**Activity**
Would you set down the whole listing again exactly as it appears?

**Given data**
.....
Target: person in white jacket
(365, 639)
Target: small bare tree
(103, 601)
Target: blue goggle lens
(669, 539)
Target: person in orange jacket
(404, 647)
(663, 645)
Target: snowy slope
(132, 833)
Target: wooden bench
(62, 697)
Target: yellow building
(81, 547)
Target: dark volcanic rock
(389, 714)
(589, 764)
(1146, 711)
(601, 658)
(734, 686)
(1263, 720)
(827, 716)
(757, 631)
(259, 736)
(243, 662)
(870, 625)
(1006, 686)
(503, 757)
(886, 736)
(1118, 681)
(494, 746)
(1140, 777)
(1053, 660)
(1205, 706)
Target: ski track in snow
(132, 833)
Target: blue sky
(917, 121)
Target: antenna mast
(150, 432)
.....
**Solution for this task**
Target: person in white jacket
(365, 639)
Target: small bare tree
(103, 601)
Target: blue goggle lens
(669, 539)
Target: person in orange jacket
(404, 647)
(663, 645)
Target: snowy slope
(132, 833)
Target: wooden bench
(62, 697)
Target: yellow building
(81, 547)
Target: dark volcanic rock
(389, 714)
(589, 764)
(1146, 711)
(601, 658)
(734, 686)
(1263, 720)
(827, 716)
(757, 631)
(259, 736)
(243, 662)
(870, 625)
(1006, 686)
(503, 757)
(886, 736)
(1118, 681)
(494, 746)
(1140, 777)
(1053, 660)
(1205, 706)
Target: ski track in snow
(132, 833)
Target: blue sky
(917, 121)
Target: antenna mast
(150, 432)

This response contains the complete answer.